[Working data — start]
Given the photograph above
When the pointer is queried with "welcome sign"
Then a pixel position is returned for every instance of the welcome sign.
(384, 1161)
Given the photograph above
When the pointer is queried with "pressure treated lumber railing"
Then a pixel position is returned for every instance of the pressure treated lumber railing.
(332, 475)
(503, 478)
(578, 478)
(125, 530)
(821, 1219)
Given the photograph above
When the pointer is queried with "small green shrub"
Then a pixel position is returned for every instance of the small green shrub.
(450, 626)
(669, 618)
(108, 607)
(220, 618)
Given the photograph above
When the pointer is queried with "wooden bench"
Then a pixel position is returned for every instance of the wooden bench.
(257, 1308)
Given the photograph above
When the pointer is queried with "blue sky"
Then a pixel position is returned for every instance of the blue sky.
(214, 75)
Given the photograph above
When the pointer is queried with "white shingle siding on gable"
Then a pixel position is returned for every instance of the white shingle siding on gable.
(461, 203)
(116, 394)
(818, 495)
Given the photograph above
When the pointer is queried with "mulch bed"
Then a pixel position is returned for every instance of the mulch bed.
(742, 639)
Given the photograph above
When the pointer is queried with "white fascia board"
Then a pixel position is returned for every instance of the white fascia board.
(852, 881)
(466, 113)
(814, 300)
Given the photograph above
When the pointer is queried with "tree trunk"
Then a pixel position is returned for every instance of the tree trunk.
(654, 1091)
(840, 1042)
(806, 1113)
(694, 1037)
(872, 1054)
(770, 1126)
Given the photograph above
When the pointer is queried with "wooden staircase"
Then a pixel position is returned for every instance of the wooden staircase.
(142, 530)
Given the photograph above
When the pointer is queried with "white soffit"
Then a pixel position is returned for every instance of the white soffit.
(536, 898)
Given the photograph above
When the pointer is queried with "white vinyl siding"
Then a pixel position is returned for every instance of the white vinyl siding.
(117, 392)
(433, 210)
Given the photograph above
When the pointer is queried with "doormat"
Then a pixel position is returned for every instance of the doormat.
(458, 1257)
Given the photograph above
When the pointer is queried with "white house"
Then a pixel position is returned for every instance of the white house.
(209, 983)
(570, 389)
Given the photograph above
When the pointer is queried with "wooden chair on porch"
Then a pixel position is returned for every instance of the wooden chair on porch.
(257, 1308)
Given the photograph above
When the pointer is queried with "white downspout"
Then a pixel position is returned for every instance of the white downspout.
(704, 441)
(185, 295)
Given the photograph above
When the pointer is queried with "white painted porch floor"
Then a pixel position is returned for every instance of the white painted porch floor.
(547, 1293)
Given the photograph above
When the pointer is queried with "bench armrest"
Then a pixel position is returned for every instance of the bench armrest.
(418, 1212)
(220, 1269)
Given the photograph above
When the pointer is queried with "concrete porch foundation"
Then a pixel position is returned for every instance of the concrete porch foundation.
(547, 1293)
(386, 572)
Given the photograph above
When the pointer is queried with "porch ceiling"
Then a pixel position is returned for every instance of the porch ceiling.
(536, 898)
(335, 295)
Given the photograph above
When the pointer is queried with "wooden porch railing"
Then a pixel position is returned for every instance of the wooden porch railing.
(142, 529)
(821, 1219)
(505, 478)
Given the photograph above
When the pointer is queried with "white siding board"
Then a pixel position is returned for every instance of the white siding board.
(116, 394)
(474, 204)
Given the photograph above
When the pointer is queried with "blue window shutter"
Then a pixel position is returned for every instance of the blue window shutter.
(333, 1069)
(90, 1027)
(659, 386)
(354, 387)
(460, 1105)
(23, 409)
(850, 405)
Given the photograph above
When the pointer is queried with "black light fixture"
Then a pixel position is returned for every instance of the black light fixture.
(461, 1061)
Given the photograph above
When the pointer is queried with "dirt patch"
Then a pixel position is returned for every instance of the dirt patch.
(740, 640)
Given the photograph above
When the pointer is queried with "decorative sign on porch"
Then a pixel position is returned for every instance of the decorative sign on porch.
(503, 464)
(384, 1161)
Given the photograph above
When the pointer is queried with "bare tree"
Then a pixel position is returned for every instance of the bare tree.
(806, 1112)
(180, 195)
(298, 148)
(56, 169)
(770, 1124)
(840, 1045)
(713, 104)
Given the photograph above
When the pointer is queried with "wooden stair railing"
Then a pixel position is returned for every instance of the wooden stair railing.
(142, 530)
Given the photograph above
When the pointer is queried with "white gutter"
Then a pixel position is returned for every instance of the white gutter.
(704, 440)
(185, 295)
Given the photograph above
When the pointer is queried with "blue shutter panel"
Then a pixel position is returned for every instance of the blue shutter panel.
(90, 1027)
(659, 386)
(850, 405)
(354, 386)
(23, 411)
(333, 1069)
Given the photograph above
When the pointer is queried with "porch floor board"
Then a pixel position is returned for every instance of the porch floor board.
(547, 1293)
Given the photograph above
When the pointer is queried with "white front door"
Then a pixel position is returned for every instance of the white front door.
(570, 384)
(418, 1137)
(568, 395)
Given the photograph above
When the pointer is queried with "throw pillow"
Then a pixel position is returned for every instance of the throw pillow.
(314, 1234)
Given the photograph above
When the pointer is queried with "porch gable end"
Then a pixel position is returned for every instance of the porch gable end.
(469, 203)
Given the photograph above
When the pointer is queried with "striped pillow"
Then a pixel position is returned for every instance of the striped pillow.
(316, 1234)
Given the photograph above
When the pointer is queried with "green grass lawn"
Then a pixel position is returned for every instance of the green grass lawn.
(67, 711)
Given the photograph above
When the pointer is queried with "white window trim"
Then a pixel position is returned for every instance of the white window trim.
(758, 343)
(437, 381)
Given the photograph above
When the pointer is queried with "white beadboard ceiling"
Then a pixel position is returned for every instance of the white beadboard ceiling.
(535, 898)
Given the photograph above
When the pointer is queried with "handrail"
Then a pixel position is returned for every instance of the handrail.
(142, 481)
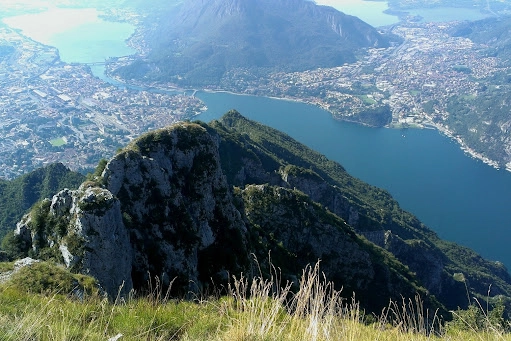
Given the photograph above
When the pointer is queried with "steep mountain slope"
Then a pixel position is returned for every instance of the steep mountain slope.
(192, 202)
(199, 41)
(256, 154)
(18, 195)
[Working data — finish]
# Your task
Return the entries verbatim without images.

# Task output
Given the photograph above
When the pointer is queried with "welcome sign"
Then a pixel position is returned for every instance of the welcome sign.
(384, 1161)
Given the photograph above
When the pointer is queried with "pressure treated lumber railing"
Then a pixel position is returned for every instance of the pressure treated lumber railing.
(332, 475)
(503, 478)
(578, 478)
(125, 530)
(821, 1219)
Given the photograph above
When the pointer is queried with "small green shrub"
Then a pixel position is returned for every instance of the small green shrub.
(450, 626)
(669, 618)
(108, 607)
(220, 618)
Given the photograph above
When the pointer is queried with "wooden bench"
Then a pixel position is returned for every instance of the wooden bench.
(257, 1308)
Given the photograph above
When the pointer is queried with "blue sky"
Then a pixel position is returned for every instance of the blue sky.
(214, 75)
Given the photograph above
When the pointer is queried with "white shingle siding on gable"
Then a pixel position is returned for every instance of the white shingle siding on gable.
(461, 203)
(116, 394)
(818, 495)
Given the photograph above
When the pointer is queried with "mulch bed"
Then a pixel position is returned for every instance of the mulch bed.
(742, 639)
Given the photograph above
When the pointer is queried with "white fascia board"
Then a pixel position is returned for every instance of the white fascia board.
(852, 881)
(466, 113)
(814, 300)
Given the photograph above
When the pointer is queried with "tree trunk"
Then a pixel position is returned for every instance of the tree trunk.
(654, 1091)
(840, 1042)
(806, 1113)
(694, 1037)
(872, 1054)
(770, 1126)
Given the photograph above
When the pointer is queried with "wooden staircase"
Then a pixel position is returned for every instance of the wooden staircase.
(142, 530)
Given the photograph above
When the pointer is queried with "white soffit"
Then a pixel position is returned for every instance of the white soffit.
(536, 898)
Given the photograph above
When the pointer is queried with "white vinyl siding"
Then a pixel position is returned for every instance of the white vinyl siding.
(117, 392)
(433, 210)
Given the photograph above
When the pointer is queried with "doormat"
Then a pixel position is returned for every instance of the doormat.
(458, 1257)
Given the photograph above
When the pointer is queried with "white house"
Then a pixel position is returned for every instance of the white house.
(209, 983)
(570, 389)
Given the photograph above
When the pointer is queried with "wooden chair on porch"
Then a pixel position is returned for every instance of the wooden chair on porch.
(257, 1308)
Given the photograph above
When the pointer is queried with "white downspout"
Then a pixel position is returned for every instance of the white downspout.
(704, 441)
(185, 295)
Given the photograph above
When the pointer is queried with "white painted porch floor"
Then a pixel position is returned for every instance of the white painted porch floor.
(547, 1293)
Given the photograph above
When the pointer is queried with "bench armrest"
Then a pixel position is returned for every instance of the bench armrest.
(418, 1212)
(220, 1269)
Given the photograph above
When the pointer is queried with "concrete porch foundation"
Then a pixel position is returned for every instance of the concrete porch foundation.
(547, 1293)
(386, 572)
Given the photograph above
When the pointer is queried with "porch ceiling"
Then a pixel position is returned for every instance of the porch ceiling.
(536, 898)
(335, 295)
Given the photograph above
When the pointer is queried with "wooden porch railing"
Then a pixel position is returned for every instance of the wooden porch railing.
(142, 529)
(821, 1219)
(505, 478)
Given the photograph above
When the pointer is queried with "white siding board"
Then a pixel position is returned for every instance of the white siding board.
(116, 394)
(474, 204)
Given the photograph above
When the pointer is queried with "blue window shutter"
Then a pixel position is returned for every instance of the blue window shutter.
(333, 1069)
(90, 1027)
(659, 386)
(354, 387)
(460, 1105)
(23, 409)
(850, 405)
Given the photograph above
When the pointer is queried with "black light fixture"
Then a pixel position is returned for every instance of the black light fixture.
(461, 1061)
Given the photograph above
When the pointer is queried with "dirt patch"
Then a pixel position is returned for every instance of the dirt patch.
(740, 640)
Given the photograph above
When the pointer is queried with "decorative sign on porch"
Then a pixel position is returned for every instance of the decorative sign on porch.
(503, 464)
(384, 1161)
Given the photograph above
When the pointer is queried with "bare tree"
Then a pixel position is returned for every instance of the bare tree.
(806, 1112)
(180, 195)
(298, 148)
(56, 169)
(770, 1124)
(840, 1045)
(713, 104)
Given the photograph above
When the pointer is queried with "wooden stair railing"
Then a pixel position is returned for every instance of the wooden stair railing.
(142, 530)
Given the photograph above
When the pointer is queried with "white gutter"
Then a pixel position is returned for every instance of the white gutter.
(704, 440)
(185, 295)
Given the photograph above
When the pointer is queried with "blue shutter panel"
Then a pixel position is returned for every instance of the blue shutter panel.
(90, 1027)
(659, 386)
(850, 405)
(354, 386)
(23, 411)
(333, 1069)
Given the photograph above
When the pointer is queried with "porch floor board"
Then a pixel position is returned for every instance of the porch floor board.
(547, 1293)
Given the photograph above
When the pointer is queried with "white front door"
Then a pixel position is returned for every instance of the white front door.
(570, 384)
(418, 1137)
(568, 395)
Given the photograph above
When the pointer is queried with "throw pillow"
Then a pixel position is returned for every instance of the throw pillow.
(314, 1234)
Given the photograph above
When the pointer is queried with "porch gable end"
Then a pixel position is returned for every instance of the porch gable end.
(469, 203)
Given the photograph above
When the pointer is queried with "striped pillow"
Then a pixel position is returned for every instance of the striped pillow.
(316, 1234)
Given the photograph above
When the pointer is queried with "green grass lawn"
Then a pixel position is returned for every instance of the green grass lawn.
(67, 711)
Given the photograph above
When the pointer is queried with "white window trim"
Then a pixel position is returned for every instance of the white window trim.
(758, 343)
(437, 381)
Given the photograph above
When the pointer is queried with "white beadboard ceiling"
Then a pixel position is returned for every instance of the white beadboard ceiling.
(535, 898)
Given the photograph above
When the pointer is queried with "handrail"
Then a pixel position is returned for every instance of the handrail.
(142, 481)
Given the photograph above
When the pointer is queried with "steep mountain slope"
Then a pixel position is returned for every instance of the steep mountain slope.
(192, 202)
(199, 41)
(256, 154)
(18, 195)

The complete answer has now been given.